A horse that’s hard to catch is highly frustrating. His galloping about can make you late to—or completely miss—lessons, trail rides, horse shows, even veterinary appointments. At a minimum, the time you waste trying to snag a horse that’s determined not to be caught can cause a domino effect that disrupts your entire day.
The good news is there are identifiable reasons why horses—even friendly ones—become hard to catch, plus methods you can use to rehabilitate that behavior.
Read on for advice on how to make your horse want to come to you.
Reluctance With a Reason
First, consider why your horse may want to avoid being caught. Understanding his individual lifestyle and experiences will help you determine how best to change the behavior.
Here are a few of the most common reasons domestic horses try to avoid capture.
• Anticipation of an unpleasant experience. The way a person handles, rides, or manages a horse can have a lot to do with that horse’s reluctance to be caught.
Your horse may associate being caught with something he really doesn’t want to repeat, such as being frightened by his handler, a long period of stall confinement, a wearying haul to a competition, or even a painful veterinary procedure. Think back to what happened the last time you caught your horse.
He may also seek to avoid distress from various activities or situations related to riding or training. He may evade being caught if he knows he’ll be subjected to anything that frightens him or to training sessions that last too long and/or expect too much from him physically or mentally.
• Pain or discomfort. Your horse may have an undiagnosed physical condition. For example, if he has arthritis, he may associate being caught with having to stand in his stall or be ridden while he’s in pain. Has he been behaving differently lately? Has his body posture changed? Is there any sign of lameness, or is he moving slower than usual?
Even if he’s just playing with his field mates less or keeping himself away from his friends, these could be signs that he has a physical problem.
• Separation anxiety. As herd animals, horses rely on other equines for friendship, shared vigilance, and security. Highly social, they’ll doze, groom, and play together. This means they’re keen to spend as much time with their friends as possible.
But owners are often tempted to keep their horses confined inside—because that way horses stay cleaner, their coats don’t bleach, they’re less likely to lose a shoe, and they’re more convenient to access (no chasing!). If, however, your horse isn’t getting enough turnout with company, he may be reluctant to leave the comfort and security of his friends once he’s with them.
Another mistake owners often make is trying to prevent or cure separation anxiety by keeping the horse in an individual paddock or otherwise away from other horses, in hopes of avoiding those strong attachments. In fact, this isolation often causes separation anxiety. Or it makes the problem worse, such that when the horse finally does meet other horses, he’s even more desperate to remain with them at all costs.
What You Can Do
Whether your horse dreads confinement, a training session, or leaving his buddies, there are methods you can apply to help change his attitude. Here are some things to try.
========
→ **GIVEN REQUEST**
Copy out the passage on hard-to-catch horses from "Here are a few" to "to be caught.", word for word.
========
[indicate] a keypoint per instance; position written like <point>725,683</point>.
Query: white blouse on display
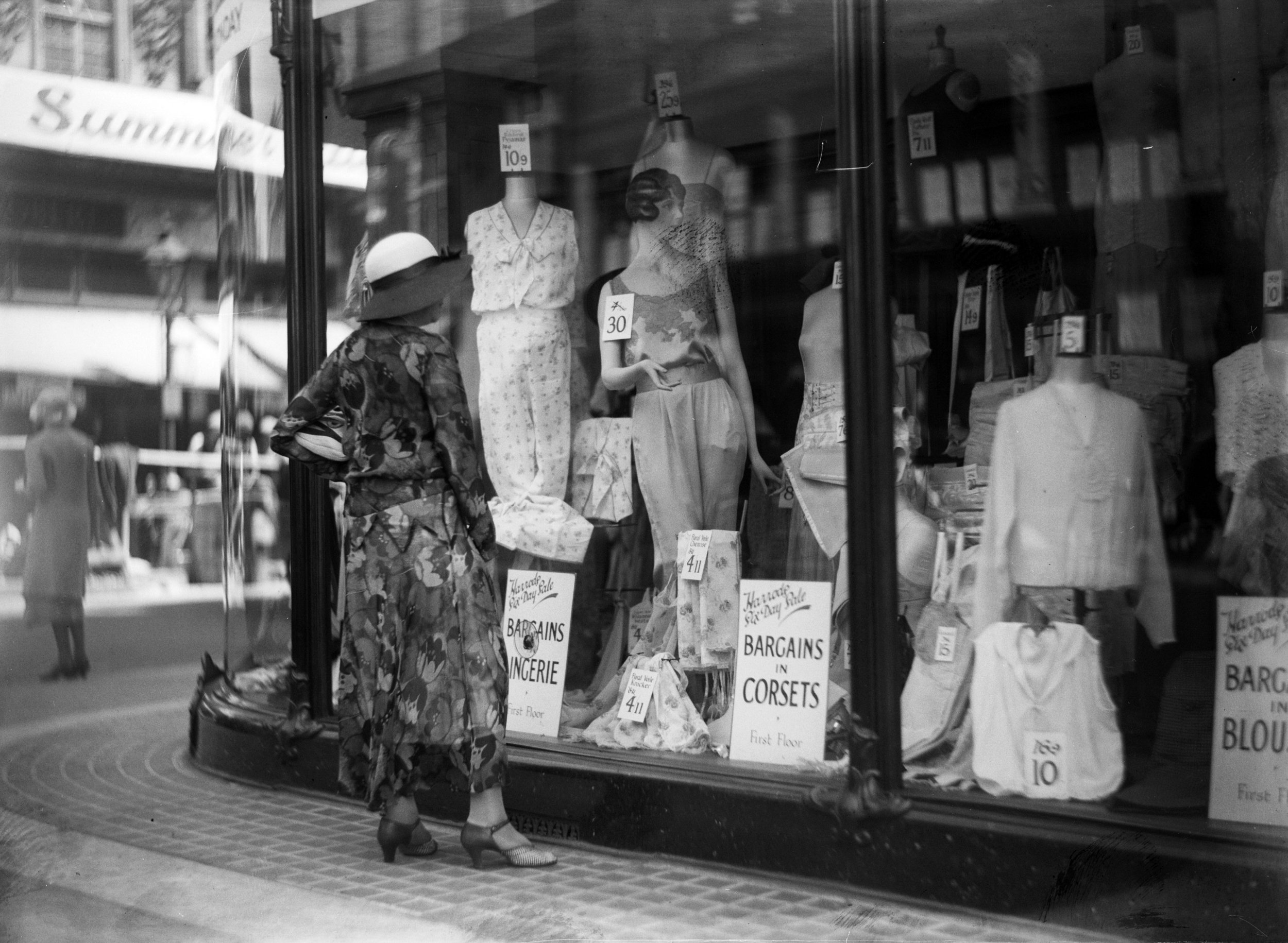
<point>1044,683</point>
<point>1251,415</point>
<point>1064,509</point>
<point>536,271</point>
========
→ **RESPONSE TO THIS EXERCISE**
Here are a few of the most common reasons domestic horses try to avoid capture.
• Anticipation of an unpleasant experience. The way a person handles, rides, or manages a horse can have a lot to do with that horse’s reluctance to be caught.